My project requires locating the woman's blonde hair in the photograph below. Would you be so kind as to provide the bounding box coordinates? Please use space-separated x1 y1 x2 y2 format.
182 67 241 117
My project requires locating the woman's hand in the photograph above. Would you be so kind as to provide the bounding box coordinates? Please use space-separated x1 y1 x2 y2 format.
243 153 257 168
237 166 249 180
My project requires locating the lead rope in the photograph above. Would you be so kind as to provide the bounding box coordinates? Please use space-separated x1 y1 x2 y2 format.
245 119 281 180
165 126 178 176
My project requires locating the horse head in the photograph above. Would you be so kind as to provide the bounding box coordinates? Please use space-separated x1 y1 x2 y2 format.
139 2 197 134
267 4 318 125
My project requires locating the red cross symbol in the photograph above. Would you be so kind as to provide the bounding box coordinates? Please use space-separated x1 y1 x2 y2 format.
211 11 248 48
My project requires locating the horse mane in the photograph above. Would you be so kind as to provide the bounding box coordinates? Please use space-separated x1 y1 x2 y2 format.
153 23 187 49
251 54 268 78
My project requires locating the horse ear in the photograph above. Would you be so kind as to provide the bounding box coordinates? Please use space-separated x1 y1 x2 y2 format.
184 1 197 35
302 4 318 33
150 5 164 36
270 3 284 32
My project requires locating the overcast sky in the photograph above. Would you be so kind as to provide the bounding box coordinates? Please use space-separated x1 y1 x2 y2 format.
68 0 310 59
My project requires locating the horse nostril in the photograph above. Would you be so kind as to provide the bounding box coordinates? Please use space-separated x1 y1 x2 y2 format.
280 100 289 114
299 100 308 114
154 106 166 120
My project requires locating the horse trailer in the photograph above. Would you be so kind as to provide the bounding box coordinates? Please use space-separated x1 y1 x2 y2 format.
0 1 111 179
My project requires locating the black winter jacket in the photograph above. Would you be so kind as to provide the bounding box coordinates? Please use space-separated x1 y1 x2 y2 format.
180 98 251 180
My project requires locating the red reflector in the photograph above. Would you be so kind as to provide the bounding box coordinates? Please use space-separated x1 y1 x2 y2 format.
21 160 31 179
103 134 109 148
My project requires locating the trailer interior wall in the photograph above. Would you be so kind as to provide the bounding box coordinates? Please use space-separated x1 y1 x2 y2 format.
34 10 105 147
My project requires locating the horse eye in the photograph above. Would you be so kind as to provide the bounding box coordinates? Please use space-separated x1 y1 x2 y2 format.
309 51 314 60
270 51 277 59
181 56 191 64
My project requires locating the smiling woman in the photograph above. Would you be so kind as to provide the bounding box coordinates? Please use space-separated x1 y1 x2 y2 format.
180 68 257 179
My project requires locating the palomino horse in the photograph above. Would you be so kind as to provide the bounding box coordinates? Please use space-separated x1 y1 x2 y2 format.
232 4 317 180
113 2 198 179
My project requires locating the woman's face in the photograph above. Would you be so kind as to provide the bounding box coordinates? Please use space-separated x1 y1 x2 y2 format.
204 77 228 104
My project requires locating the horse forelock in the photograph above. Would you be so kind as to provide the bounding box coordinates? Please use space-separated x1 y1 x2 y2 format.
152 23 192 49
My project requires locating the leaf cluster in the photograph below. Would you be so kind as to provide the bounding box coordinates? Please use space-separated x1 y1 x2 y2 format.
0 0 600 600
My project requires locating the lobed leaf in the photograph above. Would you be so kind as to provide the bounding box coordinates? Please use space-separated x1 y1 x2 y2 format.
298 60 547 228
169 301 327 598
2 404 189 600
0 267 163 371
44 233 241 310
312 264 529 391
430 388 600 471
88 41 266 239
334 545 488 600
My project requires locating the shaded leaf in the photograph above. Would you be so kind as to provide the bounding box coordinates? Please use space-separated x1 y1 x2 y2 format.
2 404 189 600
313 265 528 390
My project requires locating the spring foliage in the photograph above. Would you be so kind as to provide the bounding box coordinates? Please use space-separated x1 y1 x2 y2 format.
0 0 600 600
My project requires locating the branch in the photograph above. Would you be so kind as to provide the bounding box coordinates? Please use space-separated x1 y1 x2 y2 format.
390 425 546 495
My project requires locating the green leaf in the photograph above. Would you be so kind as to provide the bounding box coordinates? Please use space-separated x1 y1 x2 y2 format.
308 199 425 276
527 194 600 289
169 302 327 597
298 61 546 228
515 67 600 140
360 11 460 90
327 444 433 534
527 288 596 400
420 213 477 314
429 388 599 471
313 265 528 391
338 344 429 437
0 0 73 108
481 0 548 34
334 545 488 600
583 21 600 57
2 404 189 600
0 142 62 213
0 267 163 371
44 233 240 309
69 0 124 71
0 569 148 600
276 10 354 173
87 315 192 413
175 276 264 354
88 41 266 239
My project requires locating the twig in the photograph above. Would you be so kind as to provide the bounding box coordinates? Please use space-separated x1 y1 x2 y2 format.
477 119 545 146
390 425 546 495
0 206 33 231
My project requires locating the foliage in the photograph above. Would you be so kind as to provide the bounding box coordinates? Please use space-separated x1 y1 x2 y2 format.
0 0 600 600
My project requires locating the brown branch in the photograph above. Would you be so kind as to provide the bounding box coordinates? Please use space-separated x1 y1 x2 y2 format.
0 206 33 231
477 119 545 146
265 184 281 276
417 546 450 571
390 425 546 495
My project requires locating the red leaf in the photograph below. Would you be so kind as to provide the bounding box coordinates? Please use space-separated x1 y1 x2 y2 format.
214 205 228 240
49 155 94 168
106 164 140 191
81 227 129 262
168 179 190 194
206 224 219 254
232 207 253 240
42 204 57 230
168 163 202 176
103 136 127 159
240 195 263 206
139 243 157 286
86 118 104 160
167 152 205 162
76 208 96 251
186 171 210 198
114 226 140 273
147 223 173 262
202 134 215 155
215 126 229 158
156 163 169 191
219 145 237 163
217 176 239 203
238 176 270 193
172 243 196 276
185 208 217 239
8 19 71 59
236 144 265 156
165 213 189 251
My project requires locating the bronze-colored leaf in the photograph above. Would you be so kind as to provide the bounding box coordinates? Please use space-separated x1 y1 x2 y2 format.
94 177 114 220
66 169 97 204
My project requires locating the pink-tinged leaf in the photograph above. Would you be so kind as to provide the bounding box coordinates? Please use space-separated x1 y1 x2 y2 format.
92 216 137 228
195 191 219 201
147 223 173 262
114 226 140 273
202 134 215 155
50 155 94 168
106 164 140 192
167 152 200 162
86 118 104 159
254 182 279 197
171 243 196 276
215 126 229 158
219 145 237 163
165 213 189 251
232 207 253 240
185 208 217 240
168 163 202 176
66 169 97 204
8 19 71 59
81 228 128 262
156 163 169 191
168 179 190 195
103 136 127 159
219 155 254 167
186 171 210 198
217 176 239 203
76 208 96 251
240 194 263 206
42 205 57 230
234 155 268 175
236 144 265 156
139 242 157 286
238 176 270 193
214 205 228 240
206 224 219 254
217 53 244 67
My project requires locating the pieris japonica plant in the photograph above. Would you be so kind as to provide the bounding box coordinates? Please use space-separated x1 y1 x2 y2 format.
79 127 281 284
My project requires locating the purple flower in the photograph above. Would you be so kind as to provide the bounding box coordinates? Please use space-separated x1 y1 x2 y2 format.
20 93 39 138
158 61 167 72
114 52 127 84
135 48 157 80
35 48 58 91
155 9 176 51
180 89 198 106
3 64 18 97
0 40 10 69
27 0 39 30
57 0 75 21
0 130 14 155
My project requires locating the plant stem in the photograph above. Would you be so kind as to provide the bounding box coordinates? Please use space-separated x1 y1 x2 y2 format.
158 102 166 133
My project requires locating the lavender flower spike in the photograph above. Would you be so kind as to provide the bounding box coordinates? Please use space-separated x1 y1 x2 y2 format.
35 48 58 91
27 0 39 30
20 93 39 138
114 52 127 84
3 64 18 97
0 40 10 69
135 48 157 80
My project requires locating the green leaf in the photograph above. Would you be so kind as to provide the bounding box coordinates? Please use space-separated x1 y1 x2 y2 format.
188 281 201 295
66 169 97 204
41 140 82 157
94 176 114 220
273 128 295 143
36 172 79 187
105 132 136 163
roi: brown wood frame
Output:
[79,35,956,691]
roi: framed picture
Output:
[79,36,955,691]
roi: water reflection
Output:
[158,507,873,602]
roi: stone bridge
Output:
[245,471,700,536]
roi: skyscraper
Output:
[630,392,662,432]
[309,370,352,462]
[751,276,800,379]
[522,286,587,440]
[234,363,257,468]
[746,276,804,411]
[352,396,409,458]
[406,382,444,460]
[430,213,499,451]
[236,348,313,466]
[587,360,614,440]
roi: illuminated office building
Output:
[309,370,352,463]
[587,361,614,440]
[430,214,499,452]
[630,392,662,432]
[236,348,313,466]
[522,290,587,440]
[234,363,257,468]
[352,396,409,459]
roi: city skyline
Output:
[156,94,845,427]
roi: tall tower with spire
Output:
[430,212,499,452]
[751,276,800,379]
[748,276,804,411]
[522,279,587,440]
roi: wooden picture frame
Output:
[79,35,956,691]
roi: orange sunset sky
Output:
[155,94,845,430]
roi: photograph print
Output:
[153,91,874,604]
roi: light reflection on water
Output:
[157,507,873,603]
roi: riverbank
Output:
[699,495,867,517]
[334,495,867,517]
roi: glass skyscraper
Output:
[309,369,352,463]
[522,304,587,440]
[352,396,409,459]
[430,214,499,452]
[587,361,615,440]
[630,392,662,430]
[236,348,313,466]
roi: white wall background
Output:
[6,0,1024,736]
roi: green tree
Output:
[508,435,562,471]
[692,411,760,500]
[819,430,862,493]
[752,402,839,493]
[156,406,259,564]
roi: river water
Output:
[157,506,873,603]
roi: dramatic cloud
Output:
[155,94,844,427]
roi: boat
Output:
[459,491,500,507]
--------------------------------
WRITTEN TASK:
Pull out everything from the first of the lines above down to the line containing "237 166 249 180", including both ends, and reproduce it verbatim.

WRITTEN ANSWER:
My project requires locating the woman's blonde hair in the photograph below. Would you be so kind as to provide the bounding box coordinates? Please use space-separated x1 y1 x2 y2 format.
182 67 241 117
My project requires locating the woman's hand in the photograph above. Would you be so kind as to provide the bounding box coordinates? Please use space-separated x1 y1 x2 y2 format.
243 153 257 168
237 166 249 180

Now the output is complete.